§ **Extrait de page**:
****************

Depuis la fin 2012, le camp de réfugiés palestiniens de Yarmouk est sous le siège militaire de l’armée gouvernementale syrienne et des Forces de défense nationale (FDN)1. Des factions palestiniennes s’affrontent entre elles, les unes proches du régime, les autres opposées. Le conflit syrien est devenu un conflit interpalestinien. Si 150 000 Palestiniens résidaient à Yarmouk avant 2012 ; ils sont aujourd’hui moins de 18 000. L’entrée de l’organisation de l’État islamique (OEI) dans le camp change la donne pour les organisations palestiniennes en Syrie, du Hamas — qui combattait jusque-là le régime — à l’Organisation de libération de la Palestine (OLP), en passant par les factions palestiniennes alliées à Bachar Al-Assad. Plusieurs scénarios pour expulser l’OEI du camp sont désormais envisagés, mais l’unité palestinienne semble difficile à réaliser.
Le Hamas : Assad, ennemi ou allié ?
« Jabhat Al-Nosra nous a trahis » : le constat d’Abou Hamam, porte-parole des Kataib Aknaf Beit al-Maqdis (les brigades des contrées de Jérusalem), une formation militaire palestinienne liée au Hamas, est sans appel, suite à la conquête éclair de l’OEI de plus de la moitié du camp. Le 30 mars, un dirigeant local du Hamas, Yahia Hourani (Abou Souhaib), est abattu par des tirs non identifiés, non loin de l’hôpital Palestine. Deux jours plus tard, l’OEI pénètre dans le camp, à partir du quartier adjacent de Hajar al-Aswad. Il est appuyé par Jabhat Al-Nosra ; cette organisation avait pourtant un accord avec le Hamas pour préserver le camp de toute intrusion de l’OEI en son sein. Le Hamas s’est-il trompé de partenaire en Syrie ?

****************

§ **Documents fournis**:
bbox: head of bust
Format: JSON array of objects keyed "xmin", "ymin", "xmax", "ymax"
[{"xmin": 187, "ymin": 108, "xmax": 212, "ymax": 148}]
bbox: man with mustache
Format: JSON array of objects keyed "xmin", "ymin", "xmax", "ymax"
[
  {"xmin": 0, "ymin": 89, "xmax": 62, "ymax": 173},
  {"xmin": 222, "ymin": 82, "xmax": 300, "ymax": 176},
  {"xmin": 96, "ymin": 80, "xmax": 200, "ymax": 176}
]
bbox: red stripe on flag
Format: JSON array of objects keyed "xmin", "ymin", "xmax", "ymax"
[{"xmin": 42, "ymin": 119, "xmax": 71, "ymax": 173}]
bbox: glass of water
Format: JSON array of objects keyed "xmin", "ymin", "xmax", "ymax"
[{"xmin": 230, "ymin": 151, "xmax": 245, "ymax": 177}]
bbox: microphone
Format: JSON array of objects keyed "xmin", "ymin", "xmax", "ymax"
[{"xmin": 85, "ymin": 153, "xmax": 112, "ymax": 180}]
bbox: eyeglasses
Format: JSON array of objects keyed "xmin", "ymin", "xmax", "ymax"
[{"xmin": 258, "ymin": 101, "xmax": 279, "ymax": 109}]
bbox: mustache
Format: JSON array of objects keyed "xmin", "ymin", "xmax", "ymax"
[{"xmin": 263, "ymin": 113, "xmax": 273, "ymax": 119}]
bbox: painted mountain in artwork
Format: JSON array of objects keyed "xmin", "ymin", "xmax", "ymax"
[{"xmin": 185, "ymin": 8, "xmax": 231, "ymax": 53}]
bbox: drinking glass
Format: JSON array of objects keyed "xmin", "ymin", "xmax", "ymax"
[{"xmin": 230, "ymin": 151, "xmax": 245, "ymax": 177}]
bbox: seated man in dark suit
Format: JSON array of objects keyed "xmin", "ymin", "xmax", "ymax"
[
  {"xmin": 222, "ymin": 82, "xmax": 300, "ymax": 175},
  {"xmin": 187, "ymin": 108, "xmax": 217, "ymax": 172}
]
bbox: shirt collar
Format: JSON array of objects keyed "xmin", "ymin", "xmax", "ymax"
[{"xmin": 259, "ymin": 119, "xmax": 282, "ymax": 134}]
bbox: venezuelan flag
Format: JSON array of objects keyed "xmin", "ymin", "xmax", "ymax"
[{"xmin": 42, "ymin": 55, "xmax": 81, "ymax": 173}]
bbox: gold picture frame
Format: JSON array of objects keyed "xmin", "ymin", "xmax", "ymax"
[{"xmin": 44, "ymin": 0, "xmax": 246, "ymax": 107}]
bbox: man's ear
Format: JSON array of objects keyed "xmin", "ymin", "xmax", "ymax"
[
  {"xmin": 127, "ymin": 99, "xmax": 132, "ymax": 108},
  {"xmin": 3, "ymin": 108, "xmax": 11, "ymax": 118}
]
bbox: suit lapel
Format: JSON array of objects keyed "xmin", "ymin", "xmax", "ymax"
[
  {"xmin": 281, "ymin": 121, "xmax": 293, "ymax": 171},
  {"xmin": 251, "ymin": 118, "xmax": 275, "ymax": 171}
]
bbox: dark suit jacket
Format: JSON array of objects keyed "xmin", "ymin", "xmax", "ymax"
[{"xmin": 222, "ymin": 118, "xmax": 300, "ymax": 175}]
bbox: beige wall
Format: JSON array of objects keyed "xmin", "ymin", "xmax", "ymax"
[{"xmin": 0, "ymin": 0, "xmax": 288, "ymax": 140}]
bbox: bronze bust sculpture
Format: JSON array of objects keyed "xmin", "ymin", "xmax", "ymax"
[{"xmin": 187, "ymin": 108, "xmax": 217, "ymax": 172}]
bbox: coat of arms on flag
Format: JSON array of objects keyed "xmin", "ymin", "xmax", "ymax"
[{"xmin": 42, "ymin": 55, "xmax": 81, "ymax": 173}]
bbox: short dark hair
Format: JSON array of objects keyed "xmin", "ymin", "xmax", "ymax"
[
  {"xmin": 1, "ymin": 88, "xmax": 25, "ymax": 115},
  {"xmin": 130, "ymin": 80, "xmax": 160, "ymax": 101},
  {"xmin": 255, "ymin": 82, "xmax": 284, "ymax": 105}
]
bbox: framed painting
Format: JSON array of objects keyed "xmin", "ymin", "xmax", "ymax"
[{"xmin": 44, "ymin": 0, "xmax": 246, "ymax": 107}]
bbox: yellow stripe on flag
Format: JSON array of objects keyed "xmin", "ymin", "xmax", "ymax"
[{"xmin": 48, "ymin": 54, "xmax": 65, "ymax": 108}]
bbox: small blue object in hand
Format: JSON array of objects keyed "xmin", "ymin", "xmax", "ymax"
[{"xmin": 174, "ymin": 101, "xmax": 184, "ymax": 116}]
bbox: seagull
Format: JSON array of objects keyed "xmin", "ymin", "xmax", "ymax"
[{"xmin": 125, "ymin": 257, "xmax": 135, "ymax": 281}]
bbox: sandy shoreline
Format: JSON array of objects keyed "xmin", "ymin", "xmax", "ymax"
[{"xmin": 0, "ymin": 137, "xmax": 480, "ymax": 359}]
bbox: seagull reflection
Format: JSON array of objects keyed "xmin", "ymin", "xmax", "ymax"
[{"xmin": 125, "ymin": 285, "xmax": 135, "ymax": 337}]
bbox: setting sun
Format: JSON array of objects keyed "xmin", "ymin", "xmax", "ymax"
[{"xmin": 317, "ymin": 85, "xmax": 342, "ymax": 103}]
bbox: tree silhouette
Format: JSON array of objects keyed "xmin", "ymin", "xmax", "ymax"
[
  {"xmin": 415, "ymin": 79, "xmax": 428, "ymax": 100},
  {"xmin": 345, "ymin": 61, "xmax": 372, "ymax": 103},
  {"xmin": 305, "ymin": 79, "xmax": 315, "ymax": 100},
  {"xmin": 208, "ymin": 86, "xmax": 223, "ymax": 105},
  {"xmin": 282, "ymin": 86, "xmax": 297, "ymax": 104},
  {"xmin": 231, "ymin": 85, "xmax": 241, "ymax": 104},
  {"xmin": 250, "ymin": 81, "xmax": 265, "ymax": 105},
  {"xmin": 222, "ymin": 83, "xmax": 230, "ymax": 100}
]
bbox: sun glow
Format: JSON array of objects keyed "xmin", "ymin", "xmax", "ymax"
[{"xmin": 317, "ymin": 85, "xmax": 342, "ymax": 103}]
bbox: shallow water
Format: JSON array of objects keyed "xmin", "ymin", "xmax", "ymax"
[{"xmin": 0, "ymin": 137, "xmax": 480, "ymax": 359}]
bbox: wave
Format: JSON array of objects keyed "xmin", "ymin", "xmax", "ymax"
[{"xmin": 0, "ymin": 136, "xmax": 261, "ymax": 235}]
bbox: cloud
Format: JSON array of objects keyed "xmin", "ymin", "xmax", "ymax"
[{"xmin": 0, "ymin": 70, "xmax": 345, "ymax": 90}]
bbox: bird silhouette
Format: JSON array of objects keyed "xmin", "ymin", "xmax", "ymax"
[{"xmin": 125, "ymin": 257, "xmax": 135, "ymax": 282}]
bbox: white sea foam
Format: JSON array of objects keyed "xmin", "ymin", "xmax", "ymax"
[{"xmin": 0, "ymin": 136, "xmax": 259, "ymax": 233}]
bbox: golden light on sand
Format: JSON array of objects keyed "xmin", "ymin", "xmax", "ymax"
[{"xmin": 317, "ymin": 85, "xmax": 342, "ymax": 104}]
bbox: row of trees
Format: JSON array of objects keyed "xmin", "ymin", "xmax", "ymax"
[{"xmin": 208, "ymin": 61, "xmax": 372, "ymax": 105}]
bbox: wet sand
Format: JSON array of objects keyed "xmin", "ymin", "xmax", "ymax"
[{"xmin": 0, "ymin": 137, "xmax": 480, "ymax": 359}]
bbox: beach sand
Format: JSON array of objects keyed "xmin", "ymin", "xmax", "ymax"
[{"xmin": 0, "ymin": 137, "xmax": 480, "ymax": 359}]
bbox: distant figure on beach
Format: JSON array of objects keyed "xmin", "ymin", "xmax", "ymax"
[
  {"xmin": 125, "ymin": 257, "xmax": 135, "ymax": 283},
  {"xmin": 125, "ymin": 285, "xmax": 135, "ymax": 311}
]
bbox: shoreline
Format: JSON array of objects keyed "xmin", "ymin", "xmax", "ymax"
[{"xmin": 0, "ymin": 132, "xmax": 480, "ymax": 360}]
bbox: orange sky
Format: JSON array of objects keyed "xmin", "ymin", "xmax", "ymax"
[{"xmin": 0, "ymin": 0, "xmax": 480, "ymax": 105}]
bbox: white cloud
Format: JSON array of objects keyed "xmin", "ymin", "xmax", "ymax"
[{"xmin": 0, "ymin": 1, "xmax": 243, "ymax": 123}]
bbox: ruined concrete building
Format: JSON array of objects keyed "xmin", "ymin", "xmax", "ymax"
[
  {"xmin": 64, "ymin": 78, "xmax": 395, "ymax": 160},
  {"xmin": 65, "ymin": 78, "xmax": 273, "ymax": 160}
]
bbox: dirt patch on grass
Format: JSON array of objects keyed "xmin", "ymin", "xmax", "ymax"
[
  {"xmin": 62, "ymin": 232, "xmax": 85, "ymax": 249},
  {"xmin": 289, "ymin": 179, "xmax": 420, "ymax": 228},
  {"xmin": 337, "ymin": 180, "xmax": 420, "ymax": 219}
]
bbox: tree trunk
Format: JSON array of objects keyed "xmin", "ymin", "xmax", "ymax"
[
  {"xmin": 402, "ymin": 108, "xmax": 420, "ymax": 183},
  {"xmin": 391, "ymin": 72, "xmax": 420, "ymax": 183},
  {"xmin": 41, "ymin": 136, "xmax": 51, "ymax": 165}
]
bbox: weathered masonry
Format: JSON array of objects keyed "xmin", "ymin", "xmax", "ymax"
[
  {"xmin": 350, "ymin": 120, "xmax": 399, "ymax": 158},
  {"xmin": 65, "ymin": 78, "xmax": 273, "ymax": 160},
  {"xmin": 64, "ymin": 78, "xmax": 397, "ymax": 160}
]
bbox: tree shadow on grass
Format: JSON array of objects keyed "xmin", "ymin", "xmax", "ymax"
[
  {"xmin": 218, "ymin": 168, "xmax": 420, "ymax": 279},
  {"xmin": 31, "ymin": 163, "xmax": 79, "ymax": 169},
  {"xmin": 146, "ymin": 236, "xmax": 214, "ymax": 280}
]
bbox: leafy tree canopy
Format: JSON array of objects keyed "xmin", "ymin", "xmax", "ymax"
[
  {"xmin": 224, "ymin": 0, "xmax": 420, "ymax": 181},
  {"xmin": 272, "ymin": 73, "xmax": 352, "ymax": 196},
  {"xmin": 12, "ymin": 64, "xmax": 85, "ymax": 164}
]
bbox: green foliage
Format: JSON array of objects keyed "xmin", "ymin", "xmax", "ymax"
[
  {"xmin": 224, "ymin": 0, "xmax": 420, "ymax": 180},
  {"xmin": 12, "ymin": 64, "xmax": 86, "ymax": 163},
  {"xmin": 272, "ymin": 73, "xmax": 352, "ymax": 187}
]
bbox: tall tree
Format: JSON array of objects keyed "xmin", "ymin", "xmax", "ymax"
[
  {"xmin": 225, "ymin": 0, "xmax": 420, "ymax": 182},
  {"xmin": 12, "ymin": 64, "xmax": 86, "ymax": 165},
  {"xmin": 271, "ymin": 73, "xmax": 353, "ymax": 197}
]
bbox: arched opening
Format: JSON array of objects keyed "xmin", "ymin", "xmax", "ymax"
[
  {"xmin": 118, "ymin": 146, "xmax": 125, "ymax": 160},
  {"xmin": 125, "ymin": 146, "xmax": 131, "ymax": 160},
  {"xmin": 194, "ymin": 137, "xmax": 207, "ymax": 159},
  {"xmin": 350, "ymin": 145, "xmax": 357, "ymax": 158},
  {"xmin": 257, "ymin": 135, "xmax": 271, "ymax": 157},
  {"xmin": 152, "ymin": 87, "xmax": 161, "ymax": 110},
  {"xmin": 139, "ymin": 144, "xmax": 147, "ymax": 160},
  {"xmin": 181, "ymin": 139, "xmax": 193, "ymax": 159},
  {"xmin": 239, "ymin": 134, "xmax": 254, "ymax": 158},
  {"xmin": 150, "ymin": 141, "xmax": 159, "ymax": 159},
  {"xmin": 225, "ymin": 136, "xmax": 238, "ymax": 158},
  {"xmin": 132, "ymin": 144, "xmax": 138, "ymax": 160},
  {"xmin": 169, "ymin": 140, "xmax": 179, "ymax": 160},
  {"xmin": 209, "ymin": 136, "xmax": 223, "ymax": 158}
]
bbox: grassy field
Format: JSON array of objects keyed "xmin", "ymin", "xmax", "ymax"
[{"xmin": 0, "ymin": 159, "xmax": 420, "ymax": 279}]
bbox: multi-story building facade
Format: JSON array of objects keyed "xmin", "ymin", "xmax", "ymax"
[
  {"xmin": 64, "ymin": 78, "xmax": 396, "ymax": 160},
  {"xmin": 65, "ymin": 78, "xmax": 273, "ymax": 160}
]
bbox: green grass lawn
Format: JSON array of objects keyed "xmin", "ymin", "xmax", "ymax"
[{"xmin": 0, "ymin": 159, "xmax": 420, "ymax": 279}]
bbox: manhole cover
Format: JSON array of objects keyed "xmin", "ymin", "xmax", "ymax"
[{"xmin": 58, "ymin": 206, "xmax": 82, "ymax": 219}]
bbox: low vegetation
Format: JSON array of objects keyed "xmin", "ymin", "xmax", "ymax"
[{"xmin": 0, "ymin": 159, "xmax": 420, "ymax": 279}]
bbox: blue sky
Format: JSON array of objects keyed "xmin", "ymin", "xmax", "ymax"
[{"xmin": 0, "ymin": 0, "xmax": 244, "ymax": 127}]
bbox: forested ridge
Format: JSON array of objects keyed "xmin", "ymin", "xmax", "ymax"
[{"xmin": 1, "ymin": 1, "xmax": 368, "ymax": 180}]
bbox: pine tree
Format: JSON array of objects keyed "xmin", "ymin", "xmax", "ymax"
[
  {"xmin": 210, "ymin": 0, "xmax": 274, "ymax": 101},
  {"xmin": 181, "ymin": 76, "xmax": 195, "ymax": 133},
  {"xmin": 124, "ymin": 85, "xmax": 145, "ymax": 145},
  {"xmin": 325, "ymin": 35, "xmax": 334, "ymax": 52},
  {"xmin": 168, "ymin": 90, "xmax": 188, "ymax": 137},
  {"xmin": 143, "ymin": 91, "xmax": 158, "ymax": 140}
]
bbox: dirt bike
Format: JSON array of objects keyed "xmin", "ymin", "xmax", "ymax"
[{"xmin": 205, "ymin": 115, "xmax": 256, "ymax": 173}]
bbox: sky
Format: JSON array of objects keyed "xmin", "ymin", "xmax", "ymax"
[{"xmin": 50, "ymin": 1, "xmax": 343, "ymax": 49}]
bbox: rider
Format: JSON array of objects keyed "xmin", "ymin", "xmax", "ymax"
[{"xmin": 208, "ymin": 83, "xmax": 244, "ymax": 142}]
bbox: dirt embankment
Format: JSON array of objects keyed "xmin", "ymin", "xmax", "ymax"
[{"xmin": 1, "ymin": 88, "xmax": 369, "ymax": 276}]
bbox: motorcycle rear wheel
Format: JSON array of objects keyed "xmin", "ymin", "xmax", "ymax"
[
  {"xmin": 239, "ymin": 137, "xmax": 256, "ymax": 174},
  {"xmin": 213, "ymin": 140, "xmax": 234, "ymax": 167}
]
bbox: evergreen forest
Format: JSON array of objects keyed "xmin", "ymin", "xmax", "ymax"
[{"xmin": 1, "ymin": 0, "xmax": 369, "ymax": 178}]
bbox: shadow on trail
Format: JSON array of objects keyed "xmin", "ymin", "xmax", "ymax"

****************

Reproduisez à l’identique le passage de l’extrait sur le camp de Yarmouk qui s’ouvre sur les mots contenant « Depuis la fin » et se clôt sur « difficile à réaliser. ».

Depuis la fin 2012, le camp de réfugiés palestiniens de Yarmouk est sous le siège militaire de l’armée gouvernementale syrienne et des Forces de défense nationale (FDN)1. Des factions palestiniennes s’affrontent entre elles, les unes proches du régime, les autres opposées. Le conflit syrien est devenu un conflit interpalestinien. Si 150 000 Palestiniens résidaient à Yarmouk avant 2012 ; ils sont aujourd’hui moins de 18 000. L’entrée de l’organisation de l’État islamique (OEI) dans le camp change la donne pour les organisations palestiniennes en Syrie, du Hamas — qui combattait jusque-là le régime — à l’Organisation de libération de la Palestine (OLP), en passant par les factions palestiniennes alliées à Bachar Al-Assad. Plusieurs scénarios pour expulser l’OEI du camp sont désormais envisagés, mais l’unité palestinienne semble difficile à réaliser.